Stored data:
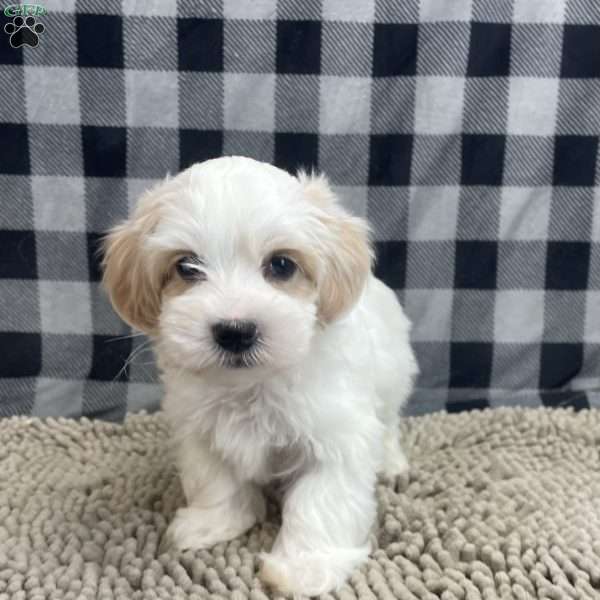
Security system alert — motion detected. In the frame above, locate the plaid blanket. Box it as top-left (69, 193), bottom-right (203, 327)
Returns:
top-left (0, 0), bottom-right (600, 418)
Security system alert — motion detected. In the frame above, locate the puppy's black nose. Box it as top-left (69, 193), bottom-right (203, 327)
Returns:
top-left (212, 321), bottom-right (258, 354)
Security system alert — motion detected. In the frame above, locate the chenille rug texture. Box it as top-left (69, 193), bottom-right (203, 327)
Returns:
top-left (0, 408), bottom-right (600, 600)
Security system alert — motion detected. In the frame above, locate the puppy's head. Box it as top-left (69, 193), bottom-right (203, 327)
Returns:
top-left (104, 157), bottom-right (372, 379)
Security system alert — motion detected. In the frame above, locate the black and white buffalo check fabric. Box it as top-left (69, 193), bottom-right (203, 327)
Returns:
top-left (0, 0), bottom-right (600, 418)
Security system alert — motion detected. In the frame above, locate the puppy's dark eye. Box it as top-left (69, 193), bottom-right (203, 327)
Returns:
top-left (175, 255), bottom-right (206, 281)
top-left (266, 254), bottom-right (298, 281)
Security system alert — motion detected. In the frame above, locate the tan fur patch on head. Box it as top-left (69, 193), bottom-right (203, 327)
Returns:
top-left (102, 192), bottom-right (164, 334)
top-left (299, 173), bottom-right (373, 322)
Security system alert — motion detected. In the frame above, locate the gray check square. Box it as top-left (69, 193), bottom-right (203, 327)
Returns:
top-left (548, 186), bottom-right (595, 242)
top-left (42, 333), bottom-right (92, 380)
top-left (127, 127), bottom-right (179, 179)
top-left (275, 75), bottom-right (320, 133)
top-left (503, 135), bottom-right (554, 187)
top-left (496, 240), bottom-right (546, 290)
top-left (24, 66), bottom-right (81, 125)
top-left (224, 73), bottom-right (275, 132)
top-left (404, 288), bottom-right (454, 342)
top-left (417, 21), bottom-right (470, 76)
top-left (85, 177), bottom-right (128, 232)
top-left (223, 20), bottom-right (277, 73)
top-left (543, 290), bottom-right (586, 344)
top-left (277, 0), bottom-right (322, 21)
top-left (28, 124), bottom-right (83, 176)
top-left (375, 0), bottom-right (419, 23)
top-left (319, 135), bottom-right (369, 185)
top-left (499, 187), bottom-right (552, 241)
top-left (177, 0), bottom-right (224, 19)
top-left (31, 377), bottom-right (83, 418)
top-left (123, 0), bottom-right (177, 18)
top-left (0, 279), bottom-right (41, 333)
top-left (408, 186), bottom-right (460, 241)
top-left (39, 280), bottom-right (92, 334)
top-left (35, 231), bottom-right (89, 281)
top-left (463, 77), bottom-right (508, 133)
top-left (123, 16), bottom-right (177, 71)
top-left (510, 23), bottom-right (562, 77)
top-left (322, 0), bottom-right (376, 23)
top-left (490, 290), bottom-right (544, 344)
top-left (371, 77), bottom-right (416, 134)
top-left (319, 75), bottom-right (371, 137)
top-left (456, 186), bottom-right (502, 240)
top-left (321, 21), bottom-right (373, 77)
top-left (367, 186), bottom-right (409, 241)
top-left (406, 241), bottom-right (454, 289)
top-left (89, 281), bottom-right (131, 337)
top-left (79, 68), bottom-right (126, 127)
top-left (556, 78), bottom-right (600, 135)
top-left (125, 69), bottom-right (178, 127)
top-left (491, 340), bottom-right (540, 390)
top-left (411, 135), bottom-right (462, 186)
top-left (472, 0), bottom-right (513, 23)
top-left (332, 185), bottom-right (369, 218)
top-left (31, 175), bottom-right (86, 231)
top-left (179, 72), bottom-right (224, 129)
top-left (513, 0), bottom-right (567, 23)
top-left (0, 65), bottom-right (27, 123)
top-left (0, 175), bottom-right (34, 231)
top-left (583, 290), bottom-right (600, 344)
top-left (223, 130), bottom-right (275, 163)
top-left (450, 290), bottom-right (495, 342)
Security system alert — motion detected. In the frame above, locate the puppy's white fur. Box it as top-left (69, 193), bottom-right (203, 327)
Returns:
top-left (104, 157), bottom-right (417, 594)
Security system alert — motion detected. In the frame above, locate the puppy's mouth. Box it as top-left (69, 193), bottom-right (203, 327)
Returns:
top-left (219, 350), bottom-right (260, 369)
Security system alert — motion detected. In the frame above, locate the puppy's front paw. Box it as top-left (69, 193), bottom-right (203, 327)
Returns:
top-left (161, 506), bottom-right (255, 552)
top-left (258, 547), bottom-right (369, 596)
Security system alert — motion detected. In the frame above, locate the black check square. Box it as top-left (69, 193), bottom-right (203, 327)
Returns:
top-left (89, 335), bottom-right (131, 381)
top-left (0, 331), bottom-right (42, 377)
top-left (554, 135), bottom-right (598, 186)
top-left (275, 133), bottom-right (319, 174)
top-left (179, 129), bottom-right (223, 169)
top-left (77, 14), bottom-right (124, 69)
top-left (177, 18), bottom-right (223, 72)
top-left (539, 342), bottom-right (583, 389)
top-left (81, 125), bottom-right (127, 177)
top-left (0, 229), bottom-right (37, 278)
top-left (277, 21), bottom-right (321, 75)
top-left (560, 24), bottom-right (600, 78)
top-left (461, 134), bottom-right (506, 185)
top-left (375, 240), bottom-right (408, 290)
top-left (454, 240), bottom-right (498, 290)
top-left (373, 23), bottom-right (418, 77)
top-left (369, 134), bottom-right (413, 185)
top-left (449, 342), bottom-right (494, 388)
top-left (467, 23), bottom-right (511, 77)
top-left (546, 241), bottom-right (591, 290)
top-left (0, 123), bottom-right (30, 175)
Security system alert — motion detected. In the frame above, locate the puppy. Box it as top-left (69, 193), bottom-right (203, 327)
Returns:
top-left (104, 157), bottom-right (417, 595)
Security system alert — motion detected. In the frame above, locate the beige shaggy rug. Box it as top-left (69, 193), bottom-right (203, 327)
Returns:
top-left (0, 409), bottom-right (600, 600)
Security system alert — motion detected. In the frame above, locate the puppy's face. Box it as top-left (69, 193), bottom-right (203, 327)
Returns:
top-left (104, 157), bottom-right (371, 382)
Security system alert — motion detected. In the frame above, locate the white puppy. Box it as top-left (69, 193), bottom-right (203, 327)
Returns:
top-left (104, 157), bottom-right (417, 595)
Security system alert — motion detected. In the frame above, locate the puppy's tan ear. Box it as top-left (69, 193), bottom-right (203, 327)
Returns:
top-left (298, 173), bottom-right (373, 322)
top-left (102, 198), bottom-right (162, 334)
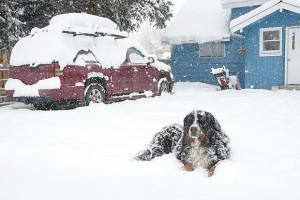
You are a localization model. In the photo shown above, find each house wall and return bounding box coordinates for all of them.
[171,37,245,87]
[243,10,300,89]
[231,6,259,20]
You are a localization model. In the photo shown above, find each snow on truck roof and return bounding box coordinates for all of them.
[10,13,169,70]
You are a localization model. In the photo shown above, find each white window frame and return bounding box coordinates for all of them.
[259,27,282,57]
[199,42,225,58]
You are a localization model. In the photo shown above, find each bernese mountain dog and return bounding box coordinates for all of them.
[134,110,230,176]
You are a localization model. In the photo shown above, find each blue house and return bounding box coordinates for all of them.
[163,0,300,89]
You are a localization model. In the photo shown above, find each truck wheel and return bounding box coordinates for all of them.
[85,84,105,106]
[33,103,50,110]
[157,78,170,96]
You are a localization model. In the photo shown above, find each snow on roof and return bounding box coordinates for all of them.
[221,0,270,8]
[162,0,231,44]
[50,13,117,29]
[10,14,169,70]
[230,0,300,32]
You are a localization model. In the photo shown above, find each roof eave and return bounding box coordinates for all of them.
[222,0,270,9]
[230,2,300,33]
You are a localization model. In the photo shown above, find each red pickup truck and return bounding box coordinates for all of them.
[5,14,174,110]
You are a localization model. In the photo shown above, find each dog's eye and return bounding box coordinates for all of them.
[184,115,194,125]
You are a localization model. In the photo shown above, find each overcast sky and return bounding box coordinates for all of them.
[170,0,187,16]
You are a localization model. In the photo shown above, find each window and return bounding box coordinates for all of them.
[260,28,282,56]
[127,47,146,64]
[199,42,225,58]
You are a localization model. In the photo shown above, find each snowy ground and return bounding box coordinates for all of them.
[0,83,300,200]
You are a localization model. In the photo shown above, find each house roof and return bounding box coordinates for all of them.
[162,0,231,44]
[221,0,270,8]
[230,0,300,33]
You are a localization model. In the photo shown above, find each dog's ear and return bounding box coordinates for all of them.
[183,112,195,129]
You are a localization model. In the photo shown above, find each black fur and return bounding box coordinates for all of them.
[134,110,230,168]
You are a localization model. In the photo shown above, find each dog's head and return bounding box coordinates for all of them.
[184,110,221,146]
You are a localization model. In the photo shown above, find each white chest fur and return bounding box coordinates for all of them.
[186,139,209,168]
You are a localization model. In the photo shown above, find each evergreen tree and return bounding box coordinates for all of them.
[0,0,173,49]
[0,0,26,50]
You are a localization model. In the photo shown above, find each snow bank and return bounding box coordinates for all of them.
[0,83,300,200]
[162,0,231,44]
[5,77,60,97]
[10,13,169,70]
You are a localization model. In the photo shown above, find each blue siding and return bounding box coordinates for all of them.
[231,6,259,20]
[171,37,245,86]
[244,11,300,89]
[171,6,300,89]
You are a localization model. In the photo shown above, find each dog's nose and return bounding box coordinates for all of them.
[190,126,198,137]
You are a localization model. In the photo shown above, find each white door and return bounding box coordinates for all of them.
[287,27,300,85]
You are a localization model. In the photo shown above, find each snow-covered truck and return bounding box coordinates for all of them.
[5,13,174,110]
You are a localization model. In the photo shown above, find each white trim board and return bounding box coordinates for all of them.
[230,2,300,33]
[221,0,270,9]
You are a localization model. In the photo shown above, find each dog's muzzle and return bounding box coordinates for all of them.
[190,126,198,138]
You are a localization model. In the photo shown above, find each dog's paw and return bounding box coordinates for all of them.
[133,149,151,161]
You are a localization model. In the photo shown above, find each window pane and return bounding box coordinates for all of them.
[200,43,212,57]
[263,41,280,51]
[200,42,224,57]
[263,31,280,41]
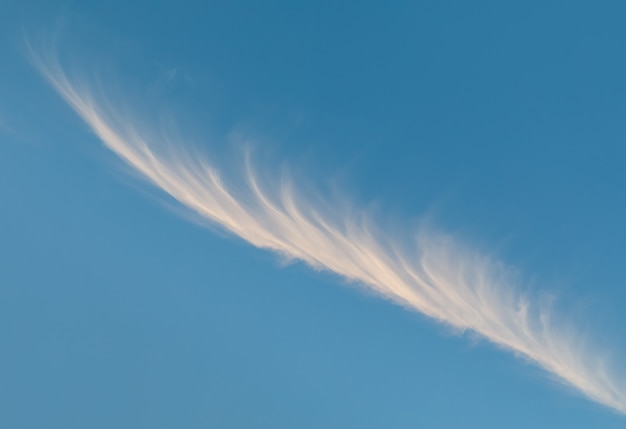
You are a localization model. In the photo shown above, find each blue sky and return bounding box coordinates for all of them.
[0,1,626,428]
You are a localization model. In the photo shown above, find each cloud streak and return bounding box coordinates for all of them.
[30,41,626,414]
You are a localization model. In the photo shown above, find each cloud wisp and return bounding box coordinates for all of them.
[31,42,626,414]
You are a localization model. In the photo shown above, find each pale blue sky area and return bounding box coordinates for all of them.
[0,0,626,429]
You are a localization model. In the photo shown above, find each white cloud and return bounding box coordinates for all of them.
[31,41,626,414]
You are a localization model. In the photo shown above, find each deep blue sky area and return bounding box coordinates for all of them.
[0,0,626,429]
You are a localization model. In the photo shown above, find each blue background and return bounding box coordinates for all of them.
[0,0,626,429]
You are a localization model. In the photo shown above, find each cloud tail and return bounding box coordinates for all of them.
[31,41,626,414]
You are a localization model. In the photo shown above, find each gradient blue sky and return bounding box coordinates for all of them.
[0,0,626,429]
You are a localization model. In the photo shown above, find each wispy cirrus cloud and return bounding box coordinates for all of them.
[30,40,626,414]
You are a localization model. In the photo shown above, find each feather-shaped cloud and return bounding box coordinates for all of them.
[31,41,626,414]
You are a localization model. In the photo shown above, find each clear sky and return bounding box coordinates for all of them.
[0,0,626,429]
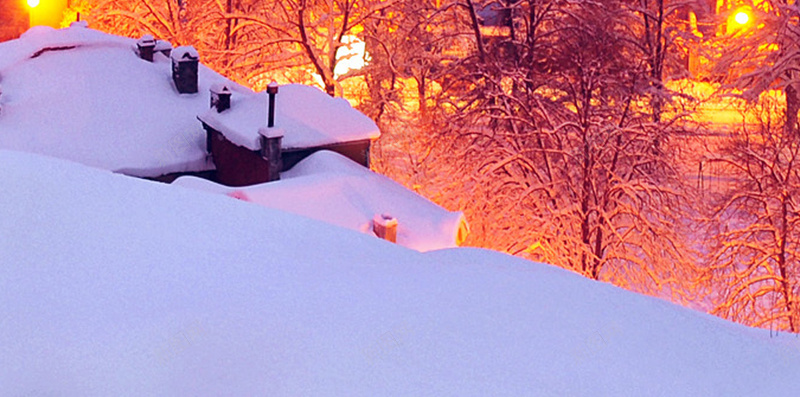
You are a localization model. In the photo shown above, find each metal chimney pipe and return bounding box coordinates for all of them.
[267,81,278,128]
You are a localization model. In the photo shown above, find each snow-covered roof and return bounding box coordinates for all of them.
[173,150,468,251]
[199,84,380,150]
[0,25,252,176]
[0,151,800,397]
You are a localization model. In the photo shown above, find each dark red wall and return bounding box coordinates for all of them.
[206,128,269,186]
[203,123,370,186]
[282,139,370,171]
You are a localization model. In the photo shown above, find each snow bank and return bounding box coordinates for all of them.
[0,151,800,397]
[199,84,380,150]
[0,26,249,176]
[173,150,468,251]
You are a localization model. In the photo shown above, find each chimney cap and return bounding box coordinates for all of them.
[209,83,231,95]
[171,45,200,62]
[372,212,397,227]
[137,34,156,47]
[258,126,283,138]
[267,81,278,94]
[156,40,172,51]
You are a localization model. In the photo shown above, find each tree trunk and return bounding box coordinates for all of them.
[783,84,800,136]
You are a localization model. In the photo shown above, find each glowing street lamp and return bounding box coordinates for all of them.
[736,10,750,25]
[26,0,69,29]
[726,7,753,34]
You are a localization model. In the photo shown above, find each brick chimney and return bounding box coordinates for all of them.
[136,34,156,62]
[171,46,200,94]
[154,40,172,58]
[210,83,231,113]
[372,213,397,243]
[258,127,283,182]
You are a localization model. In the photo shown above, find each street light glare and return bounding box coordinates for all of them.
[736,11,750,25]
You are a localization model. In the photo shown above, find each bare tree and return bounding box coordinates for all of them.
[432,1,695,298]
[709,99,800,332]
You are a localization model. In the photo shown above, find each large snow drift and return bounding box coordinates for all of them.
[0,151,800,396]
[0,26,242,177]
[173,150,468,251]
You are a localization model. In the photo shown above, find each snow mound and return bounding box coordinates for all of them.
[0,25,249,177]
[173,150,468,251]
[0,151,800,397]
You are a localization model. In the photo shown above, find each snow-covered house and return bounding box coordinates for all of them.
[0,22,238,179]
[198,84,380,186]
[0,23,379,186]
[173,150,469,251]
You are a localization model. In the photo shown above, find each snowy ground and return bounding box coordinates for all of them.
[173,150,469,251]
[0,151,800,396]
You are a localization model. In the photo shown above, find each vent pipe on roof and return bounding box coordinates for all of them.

- Your objective:
Reproduce the rows, beginning with the line that contains "each dog's paw" and ending with the line that contains "[263,31,280,41]", with "window pane" swapped for "glass panel" and nothing else altered.

- Result of this exercise:
You are a localization model. In the photo shown above, find each dog's paw and return bounding box coordinates for all of them.
[133,149,151,161]
You are a localization model. In the photo shown above, find each glass panel and return bounding box coordinates for all of them.
[200,43,212,57]
[263,41,280,51]
[200,42,224,57]
[263,31,280,41]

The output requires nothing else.